_WHAT TO PRODUCE_
Rewrite the material below, swapping every "takes a single dot" for "gets one point" and keeping everything else the same. Leave the pictures out of your answer.
┄┄┄┄┄┄┄┄┄┄┄┄┄┄┄┄┄┄┄┄
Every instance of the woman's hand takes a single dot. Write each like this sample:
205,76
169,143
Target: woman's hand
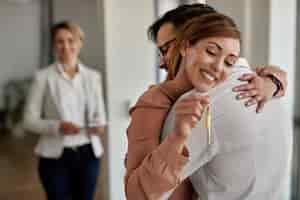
98,130
188,112
69,128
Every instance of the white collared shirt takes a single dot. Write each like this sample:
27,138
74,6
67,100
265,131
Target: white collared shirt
73,102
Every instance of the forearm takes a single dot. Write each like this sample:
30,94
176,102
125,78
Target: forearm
159,171
42,126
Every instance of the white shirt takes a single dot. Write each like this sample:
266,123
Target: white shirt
73,103
250,154
53,98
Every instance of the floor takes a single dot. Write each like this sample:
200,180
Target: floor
19,178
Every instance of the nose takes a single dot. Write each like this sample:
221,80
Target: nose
218,66
162,62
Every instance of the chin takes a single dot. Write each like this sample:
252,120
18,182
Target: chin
203,88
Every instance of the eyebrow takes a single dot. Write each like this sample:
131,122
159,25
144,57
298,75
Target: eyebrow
221,48
166,43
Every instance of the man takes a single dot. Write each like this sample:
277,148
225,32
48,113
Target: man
241,155
270,82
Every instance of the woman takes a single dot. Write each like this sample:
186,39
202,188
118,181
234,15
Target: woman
65,106
153,168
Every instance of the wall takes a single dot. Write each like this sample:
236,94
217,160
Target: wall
297,72
130,66
20,40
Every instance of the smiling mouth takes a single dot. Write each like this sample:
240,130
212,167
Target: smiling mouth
208,76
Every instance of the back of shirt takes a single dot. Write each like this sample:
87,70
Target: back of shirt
250,153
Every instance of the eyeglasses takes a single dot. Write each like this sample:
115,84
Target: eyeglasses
163,49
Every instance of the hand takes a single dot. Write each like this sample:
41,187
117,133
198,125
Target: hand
278,73
69,128
99,130
258,90
188,112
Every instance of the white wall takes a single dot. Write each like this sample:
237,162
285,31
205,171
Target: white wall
282,39
130,66
20,40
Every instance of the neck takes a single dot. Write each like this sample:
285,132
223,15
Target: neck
181,80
┄┄┄┄┄┄┄┄┄┄┄┄┄┄┄┄┄┄┄┄
_RESULT OF THIS TASK_
Every instance of the woman's hand gets one point. Write each like this sample:
205,76
169,143
Target: woman's hand
98,130
188,112
69,128
Every instance of the white collared shirt gets one point. Write each like this sample:
27,138
74,6
67,100
265,131
Target: white collared shirt
73,102
Every instance of the forearm gets one point. Write each like this sample:
30,94
176,102
125,78
Target: forearm
159,171
42,126
Every instance of the white shirt gets one point. Write each like this sample:
266,123
Target: white shirt
73,103
250,154
53,98
Every instance of the floor gets one point. Write each like this sample:
200,180
Target: floor
19,178
Every instance of the nose gets one point. Write each like this sample:
221,80
Target: nose
218,66
162,62
Every instance of the chin gets one point. Write each like this sample:
252,120
18,182
Target: chin
203,88
Every instance of the eyebrow gets one point. Write each like this sample:
131,122
159,25
144,57
298,75
Target: eyebrow
221,48
166,43
Every instance of the man gets one point. Write each like this sample:
277,148
225,32
48,113
Target: man
241,155
270,82
Every instance of the woman gets one point. Write each like this sample:
186,39
202,188
118,181
234,15
Target: woman
65,106
153,168
Every instance of the wall gets one point. Write each like this sample:
236,94
217,160
Target: wall
297,72
130,66
20,40
Every instance of the smiling mouth gets one point. Write each like this sample:
240,130
212,167
Target: smiling mouth
208,76
Every instance of the back of shirt gets one point. Write each like this sample:
87,70
Target: back of shirt
250,153
Every instance of the eyeglasses gets one point. Write each like this sample:
115,84
Target: eyeglasses
163,49
Every instance of the hand gets one point. Write each like this sample:
41,187
117,133
198,125
Target: hand
278,73
69,128
99,130
258,90
188,112
Every instance of the white wall gets one point. Write each like this sample:
237,162
285,31
205,171
Target: white wall
282,39
130,66
20,40
Every instance of the neck gets one point. Write each like this sample:
285,132
223,15
Target: neck
181,80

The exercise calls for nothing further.